_What the task asks_. Repeat the rows below with "object class" swapped for "category" wherever it occurs, leaving everything else as it is.
:::::
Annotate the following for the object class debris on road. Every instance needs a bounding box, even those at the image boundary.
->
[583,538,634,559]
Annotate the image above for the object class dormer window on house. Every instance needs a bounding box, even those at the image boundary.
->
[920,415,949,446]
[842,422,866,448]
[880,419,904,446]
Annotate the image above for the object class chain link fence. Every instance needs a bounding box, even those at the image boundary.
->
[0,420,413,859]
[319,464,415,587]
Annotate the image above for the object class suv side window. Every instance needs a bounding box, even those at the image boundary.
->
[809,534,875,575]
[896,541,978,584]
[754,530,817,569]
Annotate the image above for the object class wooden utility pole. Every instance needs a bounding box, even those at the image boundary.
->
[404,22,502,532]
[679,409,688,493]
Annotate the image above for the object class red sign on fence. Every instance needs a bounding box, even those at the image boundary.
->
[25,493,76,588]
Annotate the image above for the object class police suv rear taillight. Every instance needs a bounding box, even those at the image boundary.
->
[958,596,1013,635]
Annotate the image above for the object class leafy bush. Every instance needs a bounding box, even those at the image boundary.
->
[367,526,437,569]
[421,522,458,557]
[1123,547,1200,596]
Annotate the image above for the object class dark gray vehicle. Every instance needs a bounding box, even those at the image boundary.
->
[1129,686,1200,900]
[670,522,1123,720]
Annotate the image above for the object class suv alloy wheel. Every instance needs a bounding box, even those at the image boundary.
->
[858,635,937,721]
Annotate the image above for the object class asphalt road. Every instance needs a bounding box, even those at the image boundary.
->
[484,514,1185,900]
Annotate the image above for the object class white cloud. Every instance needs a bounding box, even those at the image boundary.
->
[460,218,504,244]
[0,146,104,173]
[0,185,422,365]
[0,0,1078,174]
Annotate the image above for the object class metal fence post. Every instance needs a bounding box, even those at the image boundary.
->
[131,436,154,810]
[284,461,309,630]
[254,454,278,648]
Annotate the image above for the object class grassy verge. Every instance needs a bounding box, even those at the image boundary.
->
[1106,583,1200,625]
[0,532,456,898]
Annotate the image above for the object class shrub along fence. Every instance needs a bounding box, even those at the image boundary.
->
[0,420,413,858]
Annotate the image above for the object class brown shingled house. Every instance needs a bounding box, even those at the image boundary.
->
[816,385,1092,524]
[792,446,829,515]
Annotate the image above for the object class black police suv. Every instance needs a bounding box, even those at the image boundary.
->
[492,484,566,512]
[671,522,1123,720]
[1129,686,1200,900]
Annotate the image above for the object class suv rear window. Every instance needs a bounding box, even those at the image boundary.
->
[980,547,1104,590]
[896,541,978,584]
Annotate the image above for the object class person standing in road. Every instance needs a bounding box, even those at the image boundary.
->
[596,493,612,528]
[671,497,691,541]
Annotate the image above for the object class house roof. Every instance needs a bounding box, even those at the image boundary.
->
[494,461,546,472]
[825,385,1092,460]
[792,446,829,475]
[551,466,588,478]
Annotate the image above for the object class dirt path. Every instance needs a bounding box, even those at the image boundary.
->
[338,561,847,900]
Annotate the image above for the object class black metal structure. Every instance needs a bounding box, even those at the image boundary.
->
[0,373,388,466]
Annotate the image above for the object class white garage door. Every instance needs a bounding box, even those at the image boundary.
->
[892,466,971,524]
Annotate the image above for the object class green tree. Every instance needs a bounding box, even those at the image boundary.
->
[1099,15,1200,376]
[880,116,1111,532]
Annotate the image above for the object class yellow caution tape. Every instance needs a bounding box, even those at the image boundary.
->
:::::
_Result below_.
Annotate the following for the category debris on road. Every instance needs a bounding box, even those at the image boundary.
->
[583,538,634,559]
Annotate the image above for the category dormer window on house. Every instance needs a bounding box, even those at the image boundary.
->
[920,415,949,446]
[842,422,866,448]
[880,419,904,446]
Annotate the image above for the category chain link fence. Every instance needs a bounding box, even those at the image boundary.
->
[0,420,413,859]
[319,464,415,587]
Annotate the image above for the category suv side window. Every instance needs a bounding box, even those at the image boundary.
->
[809,534,875,575]
[896,541,978,584]
[754,530,817,569]
Annotate the image above for the category wooden utility pole. Every instance needs a bounding box, even those at the image boundary.
->
[404,22,502,532]
[679,409,688,493]
Annotate the image above for the category red sign on fence. Every instance needs a bounding box, even those at the image boundary.
->
[25,493,76,588]
Annotate the image above for the category police suv rear taillight. Every instance needs a bounding box, even those at the image boundary.
->
[958,596,1013,635]
Annotate the image above for the category leafy bush. Every instance needs a bounding box, even those at the image boundary.
->
[367,526,437,569]
[421,522,458,557]
[1123,547,1200,596]
Annotate the image above for the category dark gray vehicle. Every instance needs a bounding box, even those at the image boundary.
->
[1129,686,1200,900]
[670,522,1123,720]
Annotate the image above for the category suv alloy wheel. Every instance needs a bounding box, even those at the image boundary.
->
[858,635,937,721]
Annotate the image above for the category asphalt road. Every instance needs a bounding box, even those at the image boundary.
->
[484,514,1185,900]
Annotate the image above for the category white cloud. Every instance needs a bounding box, even those at the image boundary.
->
[460,218,504,244]
[0,146,104,173]
[0,185,422,365]
[0,0,1078,174]
Annotate the image above for the category metal fence post. Every instance needs a bounding box, even those at the image boundary.
->
[131,436,154,810]
[284,461,309,630]
[254,454,278,648]
Annotate the image above for the category grassy verge. Every instance needs a bounding box, even those at the image boundary.
->
[1106,583,1200,625]
[0,532,456,898]
Annotate the image above for the category shrub along fence. Every instance needs a bounding box, even those at the image boundary.
->
[0,420,413,858]
Annotate the image above for the category brown shingled house. Every instance needs a bounding box, even those at the image boundary.
->
[816,385,1092,524]
[792,446,829,515]
Annotate the image above for the category black police suv. Every instance needs a bounding box, even those at the image boundary.
->
[492,484,566,512]
[671,522,1123,720]
[1129,686,1200,900]
Annotate the image above for the category suv rear window. Every instance needs a bounding box, even those at the image boundary.
->
[980,547,1104,590]
[896,541,978,584]
Annotate the image above for the category person standing in road. Every instance needs a bounding box, even those at the image boundary.
->
[596,493,612,528]
[671,497,691,541]
Annotate the image above for the category house roof. Every instance needs a bounding box, even those at the image boundary.
->
[494,461,546,472]
[825,385,1092,460]
[792,446,829,475]
[551,466,588,478]
Annotate the image above for the category dirt path. Every instance needs a bounding box, even those at the image boundary.
->
[338,561,847,900]
Annotate the image above for the category black metal structure. Every instance needs a bounding box, even those at the image boundary.
->
[0,373,388,466]
Annotate the image above for the category white garage door. Every instance needs a bounding box, even those at the image boundary.
->
[892,466,971,524]
Annotate the image above for the category green tree. Every instance needs a bounding box, even those at the image boundary.
->
[1099,15,1200,376]
[880,116,1111,532]
Annotate the image above for the category yellow caution tape. Every instance needs a bounding box, even those at the image boundary.
->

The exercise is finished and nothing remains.